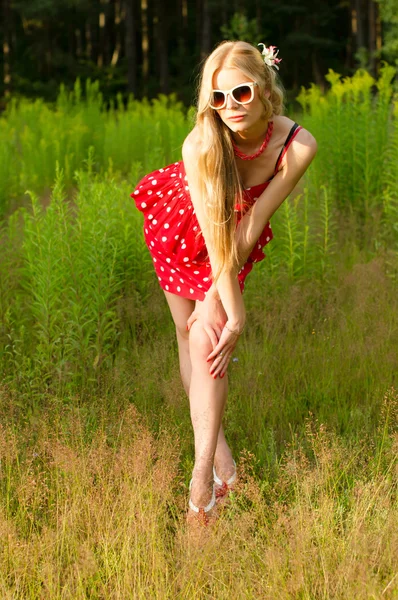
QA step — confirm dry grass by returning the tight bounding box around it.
[0,388,398,600]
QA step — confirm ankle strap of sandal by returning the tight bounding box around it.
[189,479,216,513]
[213,461,236,485]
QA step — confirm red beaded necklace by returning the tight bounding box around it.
[231,121,274,160]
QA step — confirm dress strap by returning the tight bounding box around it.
[274,123,302,175]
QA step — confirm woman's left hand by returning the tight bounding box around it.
[207,325,240,379]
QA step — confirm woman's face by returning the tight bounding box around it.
[212,68,269,133]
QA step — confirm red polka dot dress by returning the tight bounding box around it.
[130,123,301,300]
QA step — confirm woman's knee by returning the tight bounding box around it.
[189,321,213,358]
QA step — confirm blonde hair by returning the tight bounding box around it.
[196,41,284,281]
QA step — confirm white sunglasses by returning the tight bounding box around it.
[209,81,258,110]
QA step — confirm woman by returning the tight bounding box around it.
[131,41,317,524]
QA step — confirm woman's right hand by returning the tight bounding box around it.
[187,286,228,349]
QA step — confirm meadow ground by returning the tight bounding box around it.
[0,68,398,600]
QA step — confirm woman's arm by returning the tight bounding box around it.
[236,129,317,271]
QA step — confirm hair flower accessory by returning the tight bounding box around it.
[257,43,282,71]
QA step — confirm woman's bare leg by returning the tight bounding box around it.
[165,292,234,501]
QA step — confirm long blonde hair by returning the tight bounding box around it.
[196,41,284,281]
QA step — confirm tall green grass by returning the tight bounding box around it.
[0,79,191,214]
[0,66,398,600]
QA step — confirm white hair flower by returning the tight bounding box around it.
[257,43,282,71]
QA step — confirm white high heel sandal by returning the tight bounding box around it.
[189,479,216,525]
[213,461,236,501]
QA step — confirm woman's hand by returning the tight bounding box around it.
[187,286,228,348]
[207,321,243,379]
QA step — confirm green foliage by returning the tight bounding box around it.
[220,13,259,44]
[1,157,153,394]
[298,64,395,227]
[0,79,190,216]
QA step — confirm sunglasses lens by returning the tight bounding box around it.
[232,85,252,104]
[211,92,225,108]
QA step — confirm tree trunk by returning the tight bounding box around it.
[124,0,137,96]
[154,0,169,94]
[97,0,106,67]
[368,0,380,77]
[195,0,203,54]
[200,0,211,58]
[111,0,122,67]
[352,0,366,50]
[2,0,11,98]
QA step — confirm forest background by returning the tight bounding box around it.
[0,0,398,105]
[0,0,398,600]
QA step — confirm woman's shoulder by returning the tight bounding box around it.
[182,125,200,160]
[274,115,316,147]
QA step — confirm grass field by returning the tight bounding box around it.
[0,66,398,600]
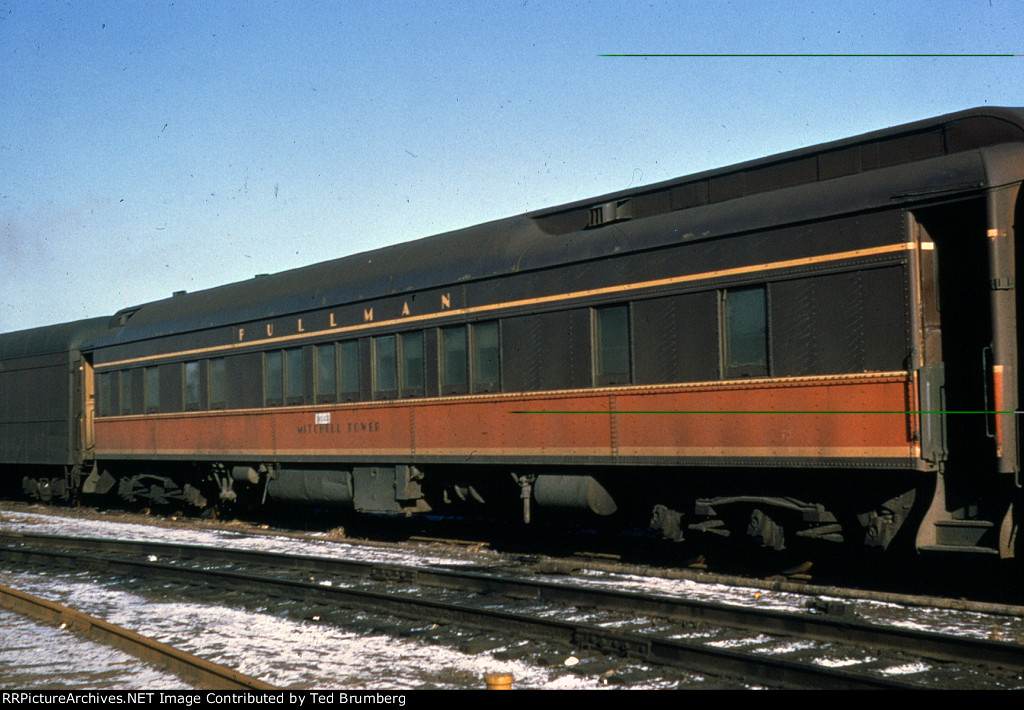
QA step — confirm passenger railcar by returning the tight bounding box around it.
[0,109,1024,556]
■ ■ ■ ■ ■
Task details:
Reproduce all of the lines above word for word, omitting the pictures.

Task response:
QA step — confirm dry grass by returning the tight bounding box around it.
[0,388,398,600]
QA step — confirm ankle strap of sandal by returning the tight bounding box around it.
[189,479,216,513]
[213,461,236,485]
QA step — confirm red beaded necklace by returning the tight bounding box around it.
[231,121,274,160]
QA step — confirm dress strap by returning the tight bounding box around it.
[274,123,302,175]
QA step — confirm woman's left hand by returning the tight bounding box around it.
[207,325,240,379]
QA step — confirm woman's face by returning the tight bounding box around it.
[212,68,269,133]
QA step — confirm red polka dot dress by returning the tight bounding box around it.
[130,123,301,300]
QA step — confirm woman's knee by returning the tight bounding box around it.
[189,321,213,358]
QA step — confirm blonde hair by returning the tight bounding box around it.
[196,41,284,281]
QA step — confirm white sunglasses by returning the tight bounding box around it.
[209,81,258,110]
QA step — confirm woman by returning the tight bounding box around it.
[131,41,317,524]
QA step — confirm woman's right hand by returning the tight bounding box around it.
[187,286,228,349]
QA step — confirm meadow ground by returning the tight bounding box around it.
[0,68,398,600]
QA step — confirm woman's arm by returning the tight bounding box around it.
[236,129,317,271]
QA step — confirm hair flower accessory by returning the tight bounding box around it.
[257,43,282,71]
QA step — confirm woman's bare leg by returning the tight bounding box around it.
[165,292,234,501]
QA step — confirm long blonde hair by returning the tight bounding box around it.
[196,41,284,281]
QA step — confirm tall green grass by returning the tight bounding box around it.
[0,79,191,214]
[0,66,398,600]
QA step — confirm white hair flower by returning the tight bounding box around it.
[257,43,282,71]
QA step — confirm white high heel sandal by returning the tight bounding box around it.
[189,479,216,525]
[213,461,236,501]
QA step — confirm woman's hand by returning the tight bounding box around it.
[187,286,228,348]
[207,321,243,379]
QA step — confirm green foliage by returning the tight bounding box around it.
[220,13,259,44]
[1,157,153,394]
[298,64,395,227]
[0,79,190,216]
QA step — confirm sunglasses lens by returning the tight bounding box around it.
[232,85,252,104]
[211,92,225,108]
QA step — confirm tree trunk by returning the tight bounding box around it.
[124,0,137,96]
[154,0,169,94]
[97,0,106,67]
[368,0,380,77]
[195,0,203,54]
[200,0,211,58]
[111,0,122,67]
[352,0,366,50]
[2,0,11,98]
QA step — confirm forest background by returning the tight bounding box around it.
[0,0,398,105]
[0,0,398,600]
QA step — confirm woman's shoulder by returning the tight bounding box around it.
[182,125,200,160]
[274,115,316,147]
QA step — confirm grass field by returning the tight bounding box around it.
[0,66,398,600]
QA step — confirm passenger railcar by returning the tight bounding box around it.
[0,109,1024,556]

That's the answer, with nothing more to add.